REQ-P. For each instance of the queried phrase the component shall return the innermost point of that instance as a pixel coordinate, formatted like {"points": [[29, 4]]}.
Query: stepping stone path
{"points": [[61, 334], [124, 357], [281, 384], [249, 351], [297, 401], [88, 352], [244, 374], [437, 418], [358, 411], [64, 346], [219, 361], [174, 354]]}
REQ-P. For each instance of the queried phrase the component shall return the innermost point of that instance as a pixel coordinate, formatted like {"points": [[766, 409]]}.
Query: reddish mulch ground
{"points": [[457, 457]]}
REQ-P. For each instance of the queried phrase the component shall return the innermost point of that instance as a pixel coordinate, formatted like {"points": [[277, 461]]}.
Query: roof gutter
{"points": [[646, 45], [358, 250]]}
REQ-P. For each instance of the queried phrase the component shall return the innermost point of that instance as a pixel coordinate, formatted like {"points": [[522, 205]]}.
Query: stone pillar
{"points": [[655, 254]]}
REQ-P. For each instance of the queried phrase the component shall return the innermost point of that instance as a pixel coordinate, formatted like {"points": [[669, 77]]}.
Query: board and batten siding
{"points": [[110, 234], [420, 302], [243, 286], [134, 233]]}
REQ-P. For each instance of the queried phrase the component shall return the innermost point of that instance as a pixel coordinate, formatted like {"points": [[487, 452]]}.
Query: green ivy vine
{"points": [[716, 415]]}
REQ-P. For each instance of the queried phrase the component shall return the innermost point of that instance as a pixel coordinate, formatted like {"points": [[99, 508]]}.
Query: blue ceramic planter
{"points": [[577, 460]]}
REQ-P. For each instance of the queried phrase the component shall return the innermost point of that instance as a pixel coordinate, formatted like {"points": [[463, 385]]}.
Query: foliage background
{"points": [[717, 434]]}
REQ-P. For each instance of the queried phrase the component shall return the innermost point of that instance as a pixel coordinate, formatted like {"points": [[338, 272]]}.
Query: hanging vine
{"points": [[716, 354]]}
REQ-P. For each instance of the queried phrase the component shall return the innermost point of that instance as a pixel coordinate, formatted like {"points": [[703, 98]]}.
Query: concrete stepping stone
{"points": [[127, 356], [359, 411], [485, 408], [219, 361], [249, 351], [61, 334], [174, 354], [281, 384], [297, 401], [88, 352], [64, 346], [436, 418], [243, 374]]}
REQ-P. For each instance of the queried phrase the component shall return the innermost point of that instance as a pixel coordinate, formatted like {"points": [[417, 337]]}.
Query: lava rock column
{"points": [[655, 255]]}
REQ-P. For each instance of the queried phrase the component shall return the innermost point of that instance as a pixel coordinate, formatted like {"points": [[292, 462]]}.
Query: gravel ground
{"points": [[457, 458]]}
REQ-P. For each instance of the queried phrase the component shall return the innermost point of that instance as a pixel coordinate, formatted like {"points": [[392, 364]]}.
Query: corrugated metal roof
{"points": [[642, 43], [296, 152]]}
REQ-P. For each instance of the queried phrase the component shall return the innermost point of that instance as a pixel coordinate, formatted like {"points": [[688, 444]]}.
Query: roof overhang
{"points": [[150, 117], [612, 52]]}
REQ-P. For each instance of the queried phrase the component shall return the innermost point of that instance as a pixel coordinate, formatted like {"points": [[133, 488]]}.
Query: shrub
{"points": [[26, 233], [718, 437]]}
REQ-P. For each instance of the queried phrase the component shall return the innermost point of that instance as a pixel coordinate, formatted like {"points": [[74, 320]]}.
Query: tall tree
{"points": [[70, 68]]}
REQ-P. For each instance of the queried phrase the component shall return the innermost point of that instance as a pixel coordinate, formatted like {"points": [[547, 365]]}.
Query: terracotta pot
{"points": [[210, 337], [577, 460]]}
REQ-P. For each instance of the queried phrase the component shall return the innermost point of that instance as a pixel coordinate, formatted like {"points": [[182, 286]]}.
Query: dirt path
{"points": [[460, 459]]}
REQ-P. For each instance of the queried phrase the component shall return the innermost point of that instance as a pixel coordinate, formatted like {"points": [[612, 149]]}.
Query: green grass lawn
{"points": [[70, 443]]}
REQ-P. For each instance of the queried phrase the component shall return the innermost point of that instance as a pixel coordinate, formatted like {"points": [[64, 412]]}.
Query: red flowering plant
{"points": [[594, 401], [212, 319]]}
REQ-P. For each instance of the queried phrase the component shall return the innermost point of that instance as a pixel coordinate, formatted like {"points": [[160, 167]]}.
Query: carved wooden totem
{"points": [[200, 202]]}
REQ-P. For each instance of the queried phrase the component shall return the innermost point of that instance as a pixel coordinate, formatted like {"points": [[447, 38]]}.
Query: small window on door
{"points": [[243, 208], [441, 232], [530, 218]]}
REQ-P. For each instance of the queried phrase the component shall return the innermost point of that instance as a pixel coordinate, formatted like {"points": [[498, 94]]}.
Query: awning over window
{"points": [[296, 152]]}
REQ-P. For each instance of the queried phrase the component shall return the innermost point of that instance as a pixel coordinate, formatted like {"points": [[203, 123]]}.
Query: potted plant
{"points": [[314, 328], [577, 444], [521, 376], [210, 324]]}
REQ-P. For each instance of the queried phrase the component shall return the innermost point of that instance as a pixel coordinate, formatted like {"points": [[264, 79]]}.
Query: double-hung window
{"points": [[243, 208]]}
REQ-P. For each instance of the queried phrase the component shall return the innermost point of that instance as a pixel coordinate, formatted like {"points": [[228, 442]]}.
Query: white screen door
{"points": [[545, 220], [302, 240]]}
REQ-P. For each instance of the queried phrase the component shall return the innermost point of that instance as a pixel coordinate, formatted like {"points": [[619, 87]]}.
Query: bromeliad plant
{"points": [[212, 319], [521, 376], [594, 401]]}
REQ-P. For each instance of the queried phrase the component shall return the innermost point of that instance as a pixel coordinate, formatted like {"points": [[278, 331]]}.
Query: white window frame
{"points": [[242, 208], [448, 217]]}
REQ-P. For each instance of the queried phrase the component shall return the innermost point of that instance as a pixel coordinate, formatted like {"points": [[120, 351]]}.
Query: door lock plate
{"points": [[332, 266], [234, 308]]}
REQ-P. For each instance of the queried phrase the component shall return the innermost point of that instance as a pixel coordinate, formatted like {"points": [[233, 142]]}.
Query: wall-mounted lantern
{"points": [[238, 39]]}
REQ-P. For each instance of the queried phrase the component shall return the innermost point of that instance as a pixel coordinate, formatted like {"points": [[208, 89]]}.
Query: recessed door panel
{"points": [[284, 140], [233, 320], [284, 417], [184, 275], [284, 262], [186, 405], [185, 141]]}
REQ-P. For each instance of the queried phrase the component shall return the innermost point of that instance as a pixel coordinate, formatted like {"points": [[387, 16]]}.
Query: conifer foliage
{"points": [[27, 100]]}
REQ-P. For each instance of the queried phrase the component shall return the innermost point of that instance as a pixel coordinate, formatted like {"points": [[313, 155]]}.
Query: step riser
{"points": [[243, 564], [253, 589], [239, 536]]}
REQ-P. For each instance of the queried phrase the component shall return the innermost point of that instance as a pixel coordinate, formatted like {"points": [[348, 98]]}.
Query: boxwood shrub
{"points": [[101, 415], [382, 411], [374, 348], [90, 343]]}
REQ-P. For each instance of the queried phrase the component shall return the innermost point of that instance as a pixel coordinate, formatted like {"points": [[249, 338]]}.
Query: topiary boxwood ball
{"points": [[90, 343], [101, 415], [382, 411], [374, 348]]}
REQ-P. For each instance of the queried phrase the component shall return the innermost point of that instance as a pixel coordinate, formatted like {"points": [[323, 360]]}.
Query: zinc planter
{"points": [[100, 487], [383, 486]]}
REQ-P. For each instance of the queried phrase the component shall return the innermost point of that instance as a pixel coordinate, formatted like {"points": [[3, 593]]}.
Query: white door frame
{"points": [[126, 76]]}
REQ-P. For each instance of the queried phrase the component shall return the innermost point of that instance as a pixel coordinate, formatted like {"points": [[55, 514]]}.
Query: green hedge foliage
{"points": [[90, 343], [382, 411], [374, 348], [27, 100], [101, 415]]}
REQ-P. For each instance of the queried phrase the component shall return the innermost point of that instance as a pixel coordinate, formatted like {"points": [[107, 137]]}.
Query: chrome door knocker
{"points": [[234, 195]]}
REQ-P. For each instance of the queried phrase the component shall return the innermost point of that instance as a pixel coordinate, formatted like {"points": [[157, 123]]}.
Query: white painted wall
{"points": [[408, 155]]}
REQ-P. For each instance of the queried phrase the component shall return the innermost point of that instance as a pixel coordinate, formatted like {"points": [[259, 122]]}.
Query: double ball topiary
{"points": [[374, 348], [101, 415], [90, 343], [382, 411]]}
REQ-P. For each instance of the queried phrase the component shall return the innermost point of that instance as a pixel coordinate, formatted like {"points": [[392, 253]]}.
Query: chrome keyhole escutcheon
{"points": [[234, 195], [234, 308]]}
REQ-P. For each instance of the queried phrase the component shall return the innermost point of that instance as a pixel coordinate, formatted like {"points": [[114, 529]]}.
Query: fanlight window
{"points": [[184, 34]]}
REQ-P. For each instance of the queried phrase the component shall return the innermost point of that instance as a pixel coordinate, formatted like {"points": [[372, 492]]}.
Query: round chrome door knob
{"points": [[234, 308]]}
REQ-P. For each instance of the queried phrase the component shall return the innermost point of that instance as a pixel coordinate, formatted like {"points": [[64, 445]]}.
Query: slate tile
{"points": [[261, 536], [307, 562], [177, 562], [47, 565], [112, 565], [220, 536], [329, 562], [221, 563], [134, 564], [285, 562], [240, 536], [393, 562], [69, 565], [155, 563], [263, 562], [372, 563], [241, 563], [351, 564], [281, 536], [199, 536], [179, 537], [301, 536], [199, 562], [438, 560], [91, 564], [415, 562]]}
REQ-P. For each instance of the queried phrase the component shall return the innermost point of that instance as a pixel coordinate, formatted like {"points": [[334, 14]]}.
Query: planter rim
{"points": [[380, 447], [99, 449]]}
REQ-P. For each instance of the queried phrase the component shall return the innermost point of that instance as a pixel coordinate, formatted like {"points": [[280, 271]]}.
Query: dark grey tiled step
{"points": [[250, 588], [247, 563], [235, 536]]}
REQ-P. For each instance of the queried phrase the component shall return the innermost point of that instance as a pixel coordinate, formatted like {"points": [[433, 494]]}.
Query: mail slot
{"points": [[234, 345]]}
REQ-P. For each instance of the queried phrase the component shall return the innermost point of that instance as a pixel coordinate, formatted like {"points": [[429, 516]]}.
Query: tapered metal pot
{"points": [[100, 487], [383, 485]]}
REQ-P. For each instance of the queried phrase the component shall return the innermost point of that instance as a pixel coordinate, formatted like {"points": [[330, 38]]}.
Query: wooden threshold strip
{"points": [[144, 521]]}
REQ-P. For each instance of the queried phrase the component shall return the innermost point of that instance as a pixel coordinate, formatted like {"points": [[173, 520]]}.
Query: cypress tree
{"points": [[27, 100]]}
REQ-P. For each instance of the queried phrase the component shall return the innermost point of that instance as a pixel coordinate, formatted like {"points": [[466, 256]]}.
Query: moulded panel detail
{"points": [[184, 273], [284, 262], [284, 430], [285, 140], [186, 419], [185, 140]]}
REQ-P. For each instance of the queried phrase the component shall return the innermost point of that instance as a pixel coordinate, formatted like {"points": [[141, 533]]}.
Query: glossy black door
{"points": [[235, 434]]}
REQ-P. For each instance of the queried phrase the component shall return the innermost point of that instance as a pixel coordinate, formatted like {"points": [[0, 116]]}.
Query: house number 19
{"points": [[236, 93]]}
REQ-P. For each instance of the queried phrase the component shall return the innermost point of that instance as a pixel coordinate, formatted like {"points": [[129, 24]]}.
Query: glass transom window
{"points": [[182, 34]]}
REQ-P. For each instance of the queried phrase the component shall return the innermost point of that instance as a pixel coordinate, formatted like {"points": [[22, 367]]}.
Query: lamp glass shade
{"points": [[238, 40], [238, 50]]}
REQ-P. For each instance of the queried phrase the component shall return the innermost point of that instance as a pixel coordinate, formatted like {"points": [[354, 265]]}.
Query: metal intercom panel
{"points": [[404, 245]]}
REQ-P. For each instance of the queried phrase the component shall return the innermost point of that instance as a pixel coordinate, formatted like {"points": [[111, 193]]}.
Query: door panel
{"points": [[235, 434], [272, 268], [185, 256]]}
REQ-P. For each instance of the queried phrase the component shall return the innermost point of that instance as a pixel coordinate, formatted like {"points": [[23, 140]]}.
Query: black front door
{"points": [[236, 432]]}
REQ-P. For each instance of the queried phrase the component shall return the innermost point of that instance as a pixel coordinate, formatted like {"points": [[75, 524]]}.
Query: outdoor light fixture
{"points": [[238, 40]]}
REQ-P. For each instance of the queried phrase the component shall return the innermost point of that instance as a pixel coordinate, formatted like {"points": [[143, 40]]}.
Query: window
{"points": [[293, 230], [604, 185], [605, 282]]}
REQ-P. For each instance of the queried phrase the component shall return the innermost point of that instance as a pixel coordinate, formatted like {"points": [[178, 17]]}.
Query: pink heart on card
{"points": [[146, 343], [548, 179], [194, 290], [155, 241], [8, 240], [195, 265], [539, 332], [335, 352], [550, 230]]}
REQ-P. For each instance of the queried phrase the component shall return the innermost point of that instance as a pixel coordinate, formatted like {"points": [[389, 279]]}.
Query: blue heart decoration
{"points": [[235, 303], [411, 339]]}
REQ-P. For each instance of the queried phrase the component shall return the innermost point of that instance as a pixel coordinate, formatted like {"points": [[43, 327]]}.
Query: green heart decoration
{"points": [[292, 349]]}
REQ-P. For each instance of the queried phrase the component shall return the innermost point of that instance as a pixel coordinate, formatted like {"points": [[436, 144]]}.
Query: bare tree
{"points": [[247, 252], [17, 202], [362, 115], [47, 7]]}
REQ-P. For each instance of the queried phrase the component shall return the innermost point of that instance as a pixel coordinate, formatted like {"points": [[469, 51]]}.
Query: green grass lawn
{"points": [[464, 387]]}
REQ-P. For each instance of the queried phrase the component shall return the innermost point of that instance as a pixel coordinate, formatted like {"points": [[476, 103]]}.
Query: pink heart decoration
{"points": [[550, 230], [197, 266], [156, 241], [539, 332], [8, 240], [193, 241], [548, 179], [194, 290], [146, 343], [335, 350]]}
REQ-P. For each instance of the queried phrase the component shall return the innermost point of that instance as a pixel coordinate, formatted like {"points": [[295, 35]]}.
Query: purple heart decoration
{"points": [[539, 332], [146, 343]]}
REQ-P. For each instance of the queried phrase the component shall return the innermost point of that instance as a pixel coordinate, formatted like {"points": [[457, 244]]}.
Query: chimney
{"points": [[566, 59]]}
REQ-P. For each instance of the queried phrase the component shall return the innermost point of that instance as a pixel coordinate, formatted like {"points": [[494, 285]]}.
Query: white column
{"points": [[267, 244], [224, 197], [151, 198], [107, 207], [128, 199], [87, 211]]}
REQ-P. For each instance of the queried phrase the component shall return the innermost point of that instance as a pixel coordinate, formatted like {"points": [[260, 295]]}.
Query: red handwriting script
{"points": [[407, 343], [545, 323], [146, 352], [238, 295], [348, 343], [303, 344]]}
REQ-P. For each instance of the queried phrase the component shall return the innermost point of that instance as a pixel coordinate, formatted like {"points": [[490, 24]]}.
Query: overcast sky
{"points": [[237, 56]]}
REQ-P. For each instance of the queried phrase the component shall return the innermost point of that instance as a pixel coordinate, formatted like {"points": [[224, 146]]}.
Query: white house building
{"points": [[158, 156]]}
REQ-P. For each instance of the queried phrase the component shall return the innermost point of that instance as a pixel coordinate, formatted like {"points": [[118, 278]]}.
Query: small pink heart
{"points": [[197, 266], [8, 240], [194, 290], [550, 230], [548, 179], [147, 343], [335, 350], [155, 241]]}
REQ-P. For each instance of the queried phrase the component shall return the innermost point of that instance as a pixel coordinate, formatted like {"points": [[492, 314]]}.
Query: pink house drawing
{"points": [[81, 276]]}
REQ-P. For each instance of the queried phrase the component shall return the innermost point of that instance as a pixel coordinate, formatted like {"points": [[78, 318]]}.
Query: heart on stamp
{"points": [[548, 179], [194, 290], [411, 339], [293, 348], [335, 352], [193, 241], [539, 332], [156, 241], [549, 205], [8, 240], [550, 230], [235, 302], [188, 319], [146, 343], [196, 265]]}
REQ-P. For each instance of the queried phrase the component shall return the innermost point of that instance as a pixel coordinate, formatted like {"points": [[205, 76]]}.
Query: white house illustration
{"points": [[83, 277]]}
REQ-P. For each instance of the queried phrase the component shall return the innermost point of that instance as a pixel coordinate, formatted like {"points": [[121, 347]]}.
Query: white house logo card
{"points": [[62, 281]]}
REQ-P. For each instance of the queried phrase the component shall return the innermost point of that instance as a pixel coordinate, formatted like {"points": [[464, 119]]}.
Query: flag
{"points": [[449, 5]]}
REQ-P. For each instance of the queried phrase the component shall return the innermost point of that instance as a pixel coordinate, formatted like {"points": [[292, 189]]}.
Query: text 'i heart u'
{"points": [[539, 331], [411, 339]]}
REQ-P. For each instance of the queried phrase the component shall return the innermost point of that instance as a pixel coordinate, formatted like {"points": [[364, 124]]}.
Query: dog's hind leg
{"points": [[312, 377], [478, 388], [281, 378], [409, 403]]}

▬▬▬▬▬▬

• [WHAT IS EXPECTED]: All lines from the one that holds "Query: text 'i heart u'" to the end of the entries above must be transcribed exactly, both ends included, and no others.

• [WRITTEN SOLUTION]:
Query: text 'i heart u'
{"points": [[539, 331], [411, 339]]}
REQ-P. For each instance of the queried phrase the component shall return the innermost point of that instance as a pixel coordinate, formatted like {"points": [[364, 124]]}.
Query: dog's hind leg
{"points": [[312, 377], [478, 388], [281, 378], [409, 403]]}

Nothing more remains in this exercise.